Registration No. 333-


SECURITIES AND EXCHANGE COMMISSION

Washington, D.C. 20549

FORM S-8

REGISTRATION STATEMENT
Under
The Securities Act of 1933

CADENCE DESIGN SYSTEMS, INC.

(Exact name of registrant as specified in its charter)
     
Delaware
(State or Other Jurisdiction of Incorporation or Organization)
  77-0148231
(I.R.S. Employer Identification No.)

2655 Seely Avenue, Building 5
San Jose, California 95134

(Address of Principal Executive Offices) (Zip Code)

Amended and Restated Employee Stock Purchase Plan

(Full title of the Plan)

R.L. Smith McKeithen, Esq.
Senior Vice President, General Counsel and Secretary
Cadence Design Systems, Inc.
2655 Seely Avenue, Building 5, San Jose, California 95134

(Name and Address of Agent for Service)
(408) 943-1234
(Telephone number, including area code, of agent for service)

Copies to:
Gregory J. Conklin, Esq.
Gibson, Dunn & Crutcher LLP
One Montgomery Street, 31st Floor
San Francisco, California 94104
(415) 393-8200


CALCULATION OF REGISTRATION FEE

                                 
Title of Securities           Proposed Maximum   Proposed Maximum   Amount of
to be Registered (1)
  Amount to be Registered (2)
  Offering Price per Share (3)
  Aggregate Offering Price (3)
  Registration Fee (3)

**********

Copy the registration statement word for word, from "CALCULATION OF REGISTRATION" through "be Registered (1)".

§ Provided data
**********

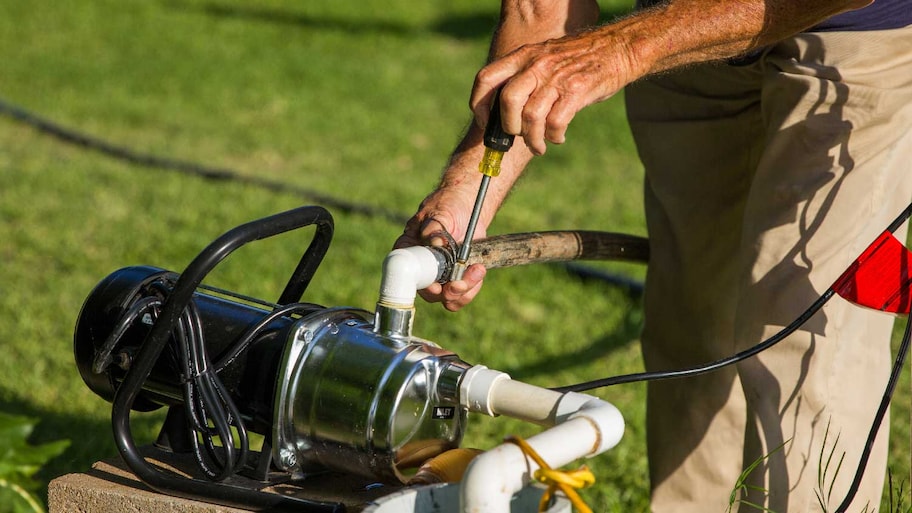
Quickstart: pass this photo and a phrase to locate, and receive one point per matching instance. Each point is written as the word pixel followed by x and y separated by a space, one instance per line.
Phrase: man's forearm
pixel 681 32
pixel 522 22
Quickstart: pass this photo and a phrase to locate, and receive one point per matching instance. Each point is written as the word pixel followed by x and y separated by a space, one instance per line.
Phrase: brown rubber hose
pixel 557 246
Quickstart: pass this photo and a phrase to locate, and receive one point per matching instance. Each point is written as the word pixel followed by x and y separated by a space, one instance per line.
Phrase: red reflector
pixel 880 277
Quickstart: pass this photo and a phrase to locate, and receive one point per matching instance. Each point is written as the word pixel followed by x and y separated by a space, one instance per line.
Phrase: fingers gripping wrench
pixel 496 142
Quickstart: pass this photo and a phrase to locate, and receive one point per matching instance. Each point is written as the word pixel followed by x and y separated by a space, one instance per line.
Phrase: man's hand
pixel 445 211
pixel 545 84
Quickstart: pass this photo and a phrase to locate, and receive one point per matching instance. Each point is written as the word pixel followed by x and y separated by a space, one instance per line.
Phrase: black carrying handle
pixel 157 338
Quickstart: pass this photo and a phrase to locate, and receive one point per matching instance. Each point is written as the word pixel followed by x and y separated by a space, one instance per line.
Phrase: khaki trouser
pixel 763 182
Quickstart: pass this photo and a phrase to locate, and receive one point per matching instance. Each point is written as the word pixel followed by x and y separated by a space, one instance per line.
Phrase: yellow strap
pixel 567 481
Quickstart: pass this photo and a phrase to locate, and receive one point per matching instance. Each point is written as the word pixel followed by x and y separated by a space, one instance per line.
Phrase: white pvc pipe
pixel 405 272
pixel 583 426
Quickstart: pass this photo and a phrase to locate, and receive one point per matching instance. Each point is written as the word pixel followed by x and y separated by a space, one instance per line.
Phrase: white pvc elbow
pixel 583 426
pixel 405 272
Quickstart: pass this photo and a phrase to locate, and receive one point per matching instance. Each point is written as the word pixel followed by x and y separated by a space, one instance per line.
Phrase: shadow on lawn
pixel 459 26
pixel 91 438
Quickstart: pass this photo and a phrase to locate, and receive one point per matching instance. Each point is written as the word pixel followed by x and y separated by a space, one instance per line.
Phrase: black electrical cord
pixel 766 344
pixel 878 418
pixel 709 367
pixel 243 343
pixel 156 340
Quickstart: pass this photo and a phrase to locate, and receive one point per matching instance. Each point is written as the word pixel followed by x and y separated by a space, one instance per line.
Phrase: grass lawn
pixel 360 101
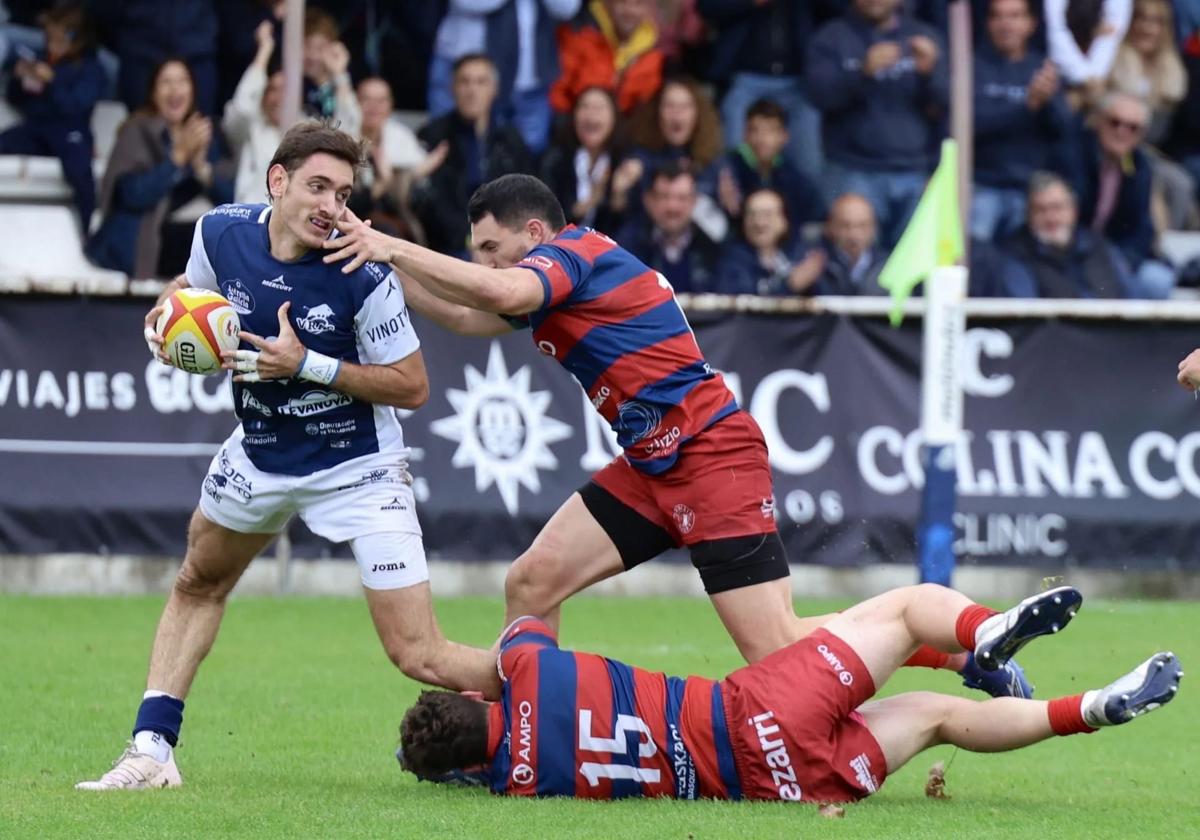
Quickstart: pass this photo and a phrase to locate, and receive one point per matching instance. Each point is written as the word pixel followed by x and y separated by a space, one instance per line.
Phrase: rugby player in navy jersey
pixel 694 471
pixel 325 358
pixel 796 726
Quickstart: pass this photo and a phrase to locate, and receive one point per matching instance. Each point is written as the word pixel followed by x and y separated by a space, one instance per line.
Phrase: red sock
pixel 969 622
pixel 928 658
pixel 1067 715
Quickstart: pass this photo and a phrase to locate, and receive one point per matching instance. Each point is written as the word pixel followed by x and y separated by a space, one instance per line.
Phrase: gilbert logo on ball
pixel 196 325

**********

§ Task solution
CALCULATION OF REGISTRATION FEE

                                 
Title of Securities           Proposed Maximum   Proposed Maximum   Amount of
to be Registered (1)